(Object position labeling entries)
+ + + + +
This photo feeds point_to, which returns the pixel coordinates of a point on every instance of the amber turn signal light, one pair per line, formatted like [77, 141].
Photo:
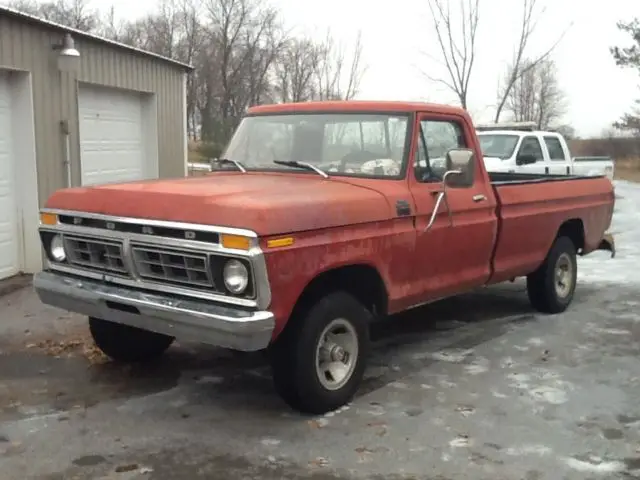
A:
[236, 242]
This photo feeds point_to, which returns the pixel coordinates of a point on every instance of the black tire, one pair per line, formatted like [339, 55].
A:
[123, 343]
[293, 356]
[545, 292]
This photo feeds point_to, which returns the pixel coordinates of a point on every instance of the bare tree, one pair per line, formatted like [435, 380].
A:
[457, 48]
[241, 52]
[295, 71]
[535, 95]
[71, 13]
[629, 57]
[521, 62]
[337, 76]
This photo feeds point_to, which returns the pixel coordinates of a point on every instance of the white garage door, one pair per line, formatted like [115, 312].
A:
[9, 243]
[114, 143]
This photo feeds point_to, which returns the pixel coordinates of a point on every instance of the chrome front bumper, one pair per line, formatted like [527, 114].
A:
[189, 320]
+ + + + +
Format the records above as a two-column CSV with the headers text and answer, giving one row per record. Put each record's text and its answer in their own quoted fields, replace line breaks with spaces, and leave out the pictures.

text,answer
"This photo feeds point_to, which returns the pixel coordinates of a point on every instance of the amber turn signal light, one pair per line, formatted like [77, 141]. Photo: A:","[236, 242]"
"This photo feeds point_to, which returns the pixel coordinates of a point on every instance of the black tire, one pair per line, formatted like [339, 55]. A:","[123, 343] [293, 356] [545, 292]"
"This photo feeds point_to, which returns the pixel coordinates of a point on every instance of the bare tree, one pair per line, formatted like [435, 380]. A:","[457, 48] [241, 52] [295, 71] [535, 95] [71, 13] [629, 57] [521, 62] [337, 76]"
"This photo feeds point_to, which returns the pixel coordinates of a point on every instance of the white garage door, one pair per line, formatted like [115, 312]. A:","[9, 243] [114, 143]"
"This photo feeds point_to, which returns the pixel coordinates of a point on every instance of the chrome front bumper, one pair per line, formatted like [527, 114]. A:","[189, 320]"